== What needs to be done ==
Transcribe each record exactly. Include every one.

-- Start of Exercise material --

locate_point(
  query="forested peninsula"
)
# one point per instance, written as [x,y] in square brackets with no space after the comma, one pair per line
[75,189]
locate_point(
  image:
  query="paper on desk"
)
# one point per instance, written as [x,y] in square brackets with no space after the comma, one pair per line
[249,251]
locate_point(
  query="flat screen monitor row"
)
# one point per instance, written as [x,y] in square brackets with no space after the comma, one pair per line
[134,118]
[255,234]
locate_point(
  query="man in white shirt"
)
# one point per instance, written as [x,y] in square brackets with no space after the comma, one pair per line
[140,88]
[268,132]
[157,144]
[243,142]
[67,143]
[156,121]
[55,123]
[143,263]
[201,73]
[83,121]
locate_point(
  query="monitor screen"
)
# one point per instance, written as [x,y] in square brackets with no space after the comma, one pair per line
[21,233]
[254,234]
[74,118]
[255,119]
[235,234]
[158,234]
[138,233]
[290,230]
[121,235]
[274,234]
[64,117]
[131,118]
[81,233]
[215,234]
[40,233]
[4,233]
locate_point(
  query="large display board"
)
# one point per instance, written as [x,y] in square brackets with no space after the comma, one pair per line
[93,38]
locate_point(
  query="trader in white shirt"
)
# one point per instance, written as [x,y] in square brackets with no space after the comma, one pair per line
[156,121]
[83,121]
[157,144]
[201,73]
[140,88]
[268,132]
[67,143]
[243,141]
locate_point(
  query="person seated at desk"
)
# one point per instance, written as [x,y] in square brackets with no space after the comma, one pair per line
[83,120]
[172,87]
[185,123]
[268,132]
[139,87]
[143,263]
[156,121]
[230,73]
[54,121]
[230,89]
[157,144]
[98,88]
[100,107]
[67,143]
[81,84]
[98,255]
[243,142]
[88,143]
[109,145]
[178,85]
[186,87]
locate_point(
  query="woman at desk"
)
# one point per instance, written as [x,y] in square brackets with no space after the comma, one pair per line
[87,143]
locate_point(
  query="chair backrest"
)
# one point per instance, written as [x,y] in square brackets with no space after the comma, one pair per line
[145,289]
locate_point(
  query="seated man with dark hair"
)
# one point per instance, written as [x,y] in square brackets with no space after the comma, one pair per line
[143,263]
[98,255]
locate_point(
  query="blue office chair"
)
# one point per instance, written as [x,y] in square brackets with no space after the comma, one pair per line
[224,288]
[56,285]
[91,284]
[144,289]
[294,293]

-- End of Exercise material --

== Written reply ==
locate_point(
  query="forested peninsula"
)
# one point per instance, written as [x,y] in square brackets with no space after the comma, one pair per line
[75,189]
locate_point(
  image:
  query="paper on desk"
)
# one point per instance, written as [x,y] in square brackets with no space after the comma, one pair per line
[249,251]
locate_point(
  query="flat screen monitor row"
)
# one point per instance, written as [x,y] in square brackets with no space after the comma, one pair per line
[134,118]
[255,234]
locate_point(
  query="man in white shirt"
)
# one point per instance, written as [x,y] in square brackets with no space after the comma, one pair per line
[140,88]
[268,132]
[157,144]
[243,142]
[67,143]
[156,121]
[55,123]
[143,263]
[201,73]
[83,121]
locate_point(
  query="monitor screen"
)
# one point per instance, written as [x,y] in square brackets with no space after the comma, one pair per line
[21,233]
[254,234]
[74,118]
[255,119]
[235,234]
[158,234]
[138,233]
[290,230]
[121,235]
[274,234]
[64,117]
[131,118]
[81,233]
[215,234]
[40,233]
[4,233]
locate_point(
  query="large display board"
)
# one point per instance, written as [x,y] in square brackets with no space after the comma, one pair per line
[93,38]
locate_point(
  query="trader in white shirt"
)
# one point per instance, written as [x,y] in square brackets with no space after the comma, one pair per line
[156,121]
[83,121]
[157,144]
[201,73]
[140,88]
[268,132]
[67,143]
[243,141]
locate_point(
  query="person seated at desk"
)
# one point per instance, written as [x,y] in square brackets with no space after the comma, one pair per line
[83,120]
[172,87]
[185,123]
[268,132]
[139,87]
[143,263]
[156,121]
[230,73]
[54,121]
[230,89]
[157,144]
[98,88]
[100,107]
[67,143]
[81,84]
[98,255]
[243,142]
[88,143]
[109,145]
[178,85]
[186,87]
locate_point(
  query="woman at desk"
)
# one point per instance, written as [x,y] in square brackets with no space after the comma, one pair per line
[87,143]
locate_point(
  query="chair backrest"
)
# one point per instance, written as [x,y] in square brackets with no space after the comma, one pair per line
[145,289]
locate_point(
  query="seated man with dark hair"
)
# one point per instance, written as [x,y] in square brackets with no space after the comma, one pair per line
[143,263]
[98,255]
locate_point(
  query="blue office chair"
)
# one point per instance, written as [x,y] in square brackets with no space after the comma, one pair per line
[224,288]
[56,285]
[91,284]
[144,289]
[294,293]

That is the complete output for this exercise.